*GOAL 1:*
Answer from the post on tears:
(a) What kind of program for children has the writer run?
(b) Besides the wedding day, at what moment did the writer's husband wish he could have cried?
(c) According to the opening lines, what do tears always express?
*GOAL 2:* Extend the post on tears, picking up after its final sentence.

Wednesday, October 19, 2016

Tears

Some times silent, other times loud and very messy, tears come in many ways for many reasons but they always express an emotion.
Over the years of doing ministry in at risk communities and running after school program for children I have experienced many moments of tears for many different reasons. 
Tears of pain and hurt, of laughter and joy, of frustration, of seething anger, and sometimes just because they don't know how else to express themselves. 

Tears are a gift, they are full of meaning and weight. My husband often says to me he wishes he could cry as it is not a very common for him. The day of our wedding he wanted to cry, to have his yes joy expressed through tears and again when I told him we were pregnant a moment he wished he could have cried. Tears are a gift, a way to express deep feeling whether full of joy or sorrow. Tears wash down our faces helping to relieve the extent of emotion being felt often leaving us tired or exhausted and it a strange way at times feeling better. 

But tears are also as the same time sometimes the only coping mechanism for expressing deep hurt, pain or anger. They can be an uncontrolled way our bodies respond to shock and deep heart wrenching hurt, pain or fear.

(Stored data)
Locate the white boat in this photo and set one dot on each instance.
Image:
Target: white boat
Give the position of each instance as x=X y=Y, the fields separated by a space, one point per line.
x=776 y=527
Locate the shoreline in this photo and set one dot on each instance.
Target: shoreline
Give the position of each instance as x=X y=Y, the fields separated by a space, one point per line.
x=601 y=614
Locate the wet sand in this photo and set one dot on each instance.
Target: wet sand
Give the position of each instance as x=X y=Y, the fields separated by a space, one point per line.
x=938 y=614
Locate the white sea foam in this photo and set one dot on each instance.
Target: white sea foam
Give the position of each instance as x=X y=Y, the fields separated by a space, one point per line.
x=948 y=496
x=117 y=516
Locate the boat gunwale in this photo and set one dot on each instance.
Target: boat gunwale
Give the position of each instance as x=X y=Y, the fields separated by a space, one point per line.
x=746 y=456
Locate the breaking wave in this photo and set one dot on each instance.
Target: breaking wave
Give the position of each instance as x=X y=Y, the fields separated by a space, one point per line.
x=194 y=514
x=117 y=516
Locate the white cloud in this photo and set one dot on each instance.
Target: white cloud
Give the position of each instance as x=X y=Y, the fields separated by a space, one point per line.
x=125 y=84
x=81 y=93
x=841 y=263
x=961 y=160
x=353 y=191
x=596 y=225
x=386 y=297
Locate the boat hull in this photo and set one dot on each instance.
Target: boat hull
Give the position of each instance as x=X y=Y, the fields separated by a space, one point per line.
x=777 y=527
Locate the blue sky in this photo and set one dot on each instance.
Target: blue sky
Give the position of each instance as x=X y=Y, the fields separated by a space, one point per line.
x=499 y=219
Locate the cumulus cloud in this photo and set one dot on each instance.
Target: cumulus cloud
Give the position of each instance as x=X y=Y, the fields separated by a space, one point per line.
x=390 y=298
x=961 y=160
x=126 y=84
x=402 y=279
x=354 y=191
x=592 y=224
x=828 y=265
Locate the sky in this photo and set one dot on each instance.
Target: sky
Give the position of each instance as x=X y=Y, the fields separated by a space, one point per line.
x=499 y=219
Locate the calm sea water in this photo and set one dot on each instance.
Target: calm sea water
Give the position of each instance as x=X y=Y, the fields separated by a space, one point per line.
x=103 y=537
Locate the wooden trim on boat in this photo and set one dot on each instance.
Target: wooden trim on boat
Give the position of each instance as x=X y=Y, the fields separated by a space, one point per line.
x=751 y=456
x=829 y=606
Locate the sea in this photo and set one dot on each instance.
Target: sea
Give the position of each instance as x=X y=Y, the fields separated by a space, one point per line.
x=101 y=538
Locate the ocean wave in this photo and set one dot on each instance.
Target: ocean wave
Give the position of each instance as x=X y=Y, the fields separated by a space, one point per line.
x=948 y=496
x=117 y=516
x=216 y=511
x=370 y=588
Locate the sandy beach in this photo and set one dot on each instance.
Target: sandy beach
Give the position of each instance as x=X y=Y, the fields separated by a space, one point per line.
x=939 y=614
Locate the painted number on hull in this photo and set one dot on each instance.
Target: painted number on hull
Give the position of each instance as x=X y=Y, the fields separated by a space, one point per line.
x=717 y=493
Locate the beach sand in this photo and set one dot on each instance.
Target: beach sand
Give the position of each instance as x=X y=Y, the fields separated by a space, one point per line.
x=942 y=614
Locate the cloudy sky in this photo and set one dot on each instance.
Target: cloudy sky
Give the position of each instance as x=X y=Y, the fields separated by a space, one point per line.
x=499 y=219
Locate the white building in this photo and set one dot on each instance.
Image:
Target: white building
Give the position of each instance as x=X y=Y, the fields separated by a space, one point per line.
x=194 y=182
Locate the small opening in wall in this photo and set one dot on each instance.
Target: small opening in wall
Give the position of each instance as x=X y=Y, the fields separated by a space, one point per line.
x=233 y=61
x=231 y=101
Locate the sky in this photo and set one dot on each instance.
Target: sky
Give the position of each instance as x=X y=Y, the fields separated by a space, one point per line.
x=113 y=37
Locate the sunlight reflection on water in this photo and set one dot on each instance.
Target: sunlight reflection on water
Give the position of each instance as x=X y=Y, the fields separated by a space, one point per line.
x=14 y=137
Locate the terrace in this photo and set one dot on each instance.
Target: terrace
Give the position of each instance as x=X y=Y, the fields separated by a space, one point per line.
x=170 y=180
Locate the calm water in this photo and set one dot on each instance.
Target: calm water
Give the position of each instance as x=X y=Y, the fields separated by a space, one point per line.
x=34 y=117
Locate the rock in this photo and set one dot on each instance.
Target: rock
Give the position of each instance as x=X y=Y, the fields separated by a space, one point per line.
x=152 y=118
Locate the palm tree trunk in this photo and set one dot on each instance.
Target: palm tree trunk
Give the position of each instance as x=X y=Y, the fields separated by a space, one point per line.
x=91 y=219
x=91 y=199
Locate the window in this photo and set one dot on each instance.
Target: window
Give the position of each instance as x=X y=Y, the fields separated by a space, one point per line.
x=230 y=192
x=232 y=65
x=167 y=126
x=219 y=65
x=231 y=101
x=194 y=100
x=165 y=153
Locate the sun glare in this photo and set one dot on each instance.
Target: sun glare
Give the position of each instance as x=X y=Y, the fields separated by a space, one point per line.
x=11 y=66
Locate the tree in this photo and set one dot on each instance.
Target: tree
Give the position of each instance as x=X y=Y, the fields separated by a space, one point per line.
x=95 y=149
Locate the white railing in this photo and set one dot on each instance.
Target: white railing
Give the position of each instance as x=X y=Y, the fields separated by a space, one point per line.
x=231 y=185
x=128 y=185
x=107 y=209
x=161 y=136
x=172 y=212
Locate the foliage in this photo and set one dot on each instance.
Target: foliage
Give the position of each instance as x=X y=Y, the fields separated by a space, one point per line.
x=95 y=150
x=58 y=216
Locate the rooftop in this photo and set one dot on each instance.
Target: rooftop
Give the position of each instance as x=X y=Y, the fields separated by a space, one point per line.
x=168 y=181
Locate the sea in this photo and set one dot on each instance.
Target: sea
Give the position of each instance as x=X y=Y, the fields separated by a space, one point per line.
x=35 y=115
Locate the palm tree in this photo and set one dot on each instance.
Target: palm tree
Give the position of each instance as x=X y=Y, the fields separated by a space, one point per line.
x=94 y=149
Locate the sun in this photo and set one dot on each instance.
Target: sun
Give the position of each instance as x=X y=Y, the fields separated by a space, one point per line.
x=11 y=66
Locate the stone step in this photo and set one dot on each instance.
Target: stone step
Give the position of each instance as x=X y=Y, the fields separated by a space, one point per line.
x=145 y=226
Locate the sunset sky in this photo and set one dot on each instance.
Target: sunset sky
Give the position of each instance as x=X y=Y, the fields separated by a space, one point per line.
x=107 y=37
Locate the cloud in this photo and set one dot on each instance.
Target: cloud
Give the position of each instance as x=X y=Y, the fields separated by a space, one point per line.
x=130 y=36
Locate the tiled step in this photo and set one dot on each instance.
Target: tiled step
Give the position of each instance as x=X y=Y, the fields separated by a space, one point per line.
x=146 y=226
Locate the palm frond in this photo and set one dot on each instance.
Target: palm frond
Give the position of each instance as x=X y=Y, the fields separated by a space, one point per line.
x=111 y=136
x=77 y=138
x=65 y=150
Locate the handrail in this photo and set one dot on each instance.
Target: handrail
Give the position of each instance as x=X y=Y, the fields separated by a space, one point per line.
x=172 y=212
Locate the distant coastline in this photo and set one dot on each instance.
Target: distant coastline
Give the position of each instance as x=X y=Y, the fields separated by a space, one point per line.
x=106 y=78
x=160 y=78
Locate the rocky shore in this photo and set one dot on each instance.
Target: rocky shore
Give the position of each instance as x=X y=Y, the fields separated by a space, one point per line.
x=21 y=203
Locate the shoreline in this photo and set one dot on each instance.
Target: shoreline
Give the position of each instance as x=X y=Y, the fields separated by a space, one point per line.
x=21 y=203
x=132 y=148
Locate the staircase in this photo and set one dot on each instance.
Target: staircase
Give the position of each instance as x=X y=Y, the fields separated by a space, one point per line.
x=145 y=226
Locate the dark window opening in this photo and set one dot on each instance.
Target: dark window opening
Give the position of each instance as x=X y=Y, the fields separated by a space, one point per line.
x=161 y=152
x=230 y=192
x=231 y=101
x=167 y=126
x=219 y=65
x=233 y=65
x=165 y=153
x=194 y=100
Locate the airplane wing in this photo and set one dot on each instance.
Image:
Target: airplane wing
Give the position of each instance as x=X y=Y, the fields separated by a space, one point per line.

*EXERCISE OUTPUT 1:*
(a) An after school program.
(b) When he was told they were pregnant.
(c) An emotion.

*EXERCISE OUTPUT 2:*
In this season at camp I have lots of criers. Kids who are quick to tears as a result or reaction to almost anything. Their upset, they cry, they didn't catch the ball, they cry. They made some one else cry, they still cry.  It is in these moments that emotions are all being expressed in the exact same way, tears. A baby is born and cries to express anything and everything, crying is it's primary way of communicating, but as the child grows so should their ability to communicate to many different emotions and desires in many different ways. But sometimes they don't, sometimes there is so little stable, healthy examples of emotions being expressed in right or helpful ways that they don't learn and constantly resort to what is known to them, tears. 

A huge part of what we do at camp is helping kids to understand they have the ability to make choices. That no one else makes their choices for them, other people may effect they way they feel but they actually have the ability to choose how they react to those feelings and to empower them to make those decisions in knowledge that they are. This is tied so closely to emotions, we are humans, react and respond based on so many emotions in a day and kids do the same, often following the poor examples of those around them. In anger they hit, in fear they bully, in sadness they hid, in pain they cause pain. This task of helping kids to make good choices is tied very closely to helping them understand and identity their emotions before reacting to how they feel as well as teaching healthy alternatives to expressing such emotions.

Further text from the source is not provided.